(Beginning of THE DATA)
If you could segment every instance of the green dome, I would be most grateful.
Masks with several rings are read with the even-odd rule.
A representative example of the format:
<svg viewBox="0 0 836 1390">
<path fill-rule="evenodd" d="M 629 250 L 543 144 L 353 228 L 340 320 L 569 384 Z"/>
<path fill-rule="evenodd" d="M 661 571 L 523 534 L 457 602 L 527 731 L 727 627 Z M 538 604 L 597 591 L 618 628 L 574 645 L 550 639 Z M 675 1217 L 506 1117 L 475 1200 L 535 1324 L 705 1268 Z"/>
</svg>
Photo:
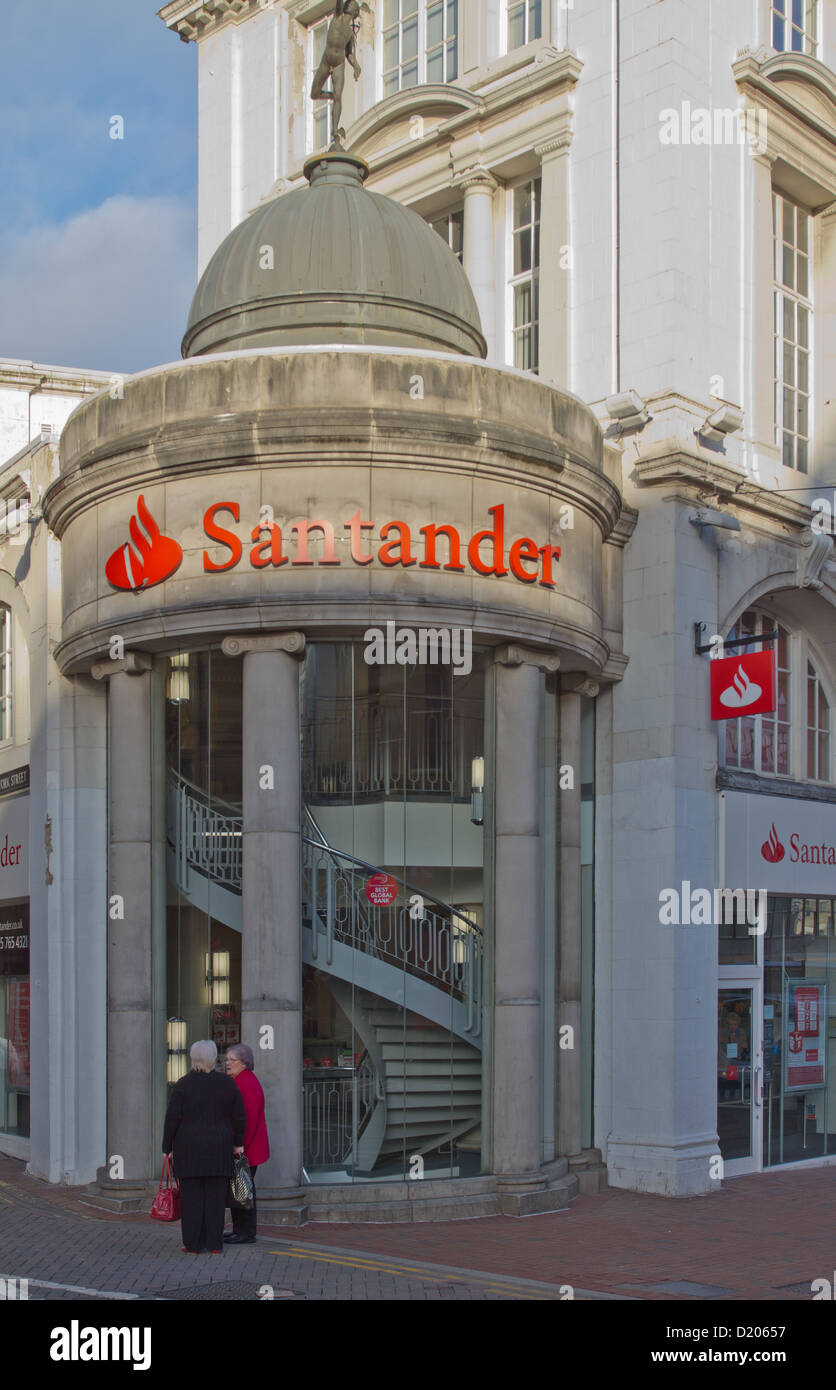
(End of THE DATA)
> **EXERCISE DIRECTIONS**: Once you reach the line containing "661 571 L 523", print it and every line after it exactly, through the end of the entries, without any pictures.

> **SOLVED PROBLEM**:
<path fill-rule="evenodd" d="M 661 571 L 523 534 L 457 602 L 527 731 L 727 627 Z M 538 604 L 597 591 L 618 628 L 574 645 L 550 639 Z M 675 1217 L 506 1117 L 475 1200 L 535 1324 L 705 1268 Z"/>
</svg>
Photo:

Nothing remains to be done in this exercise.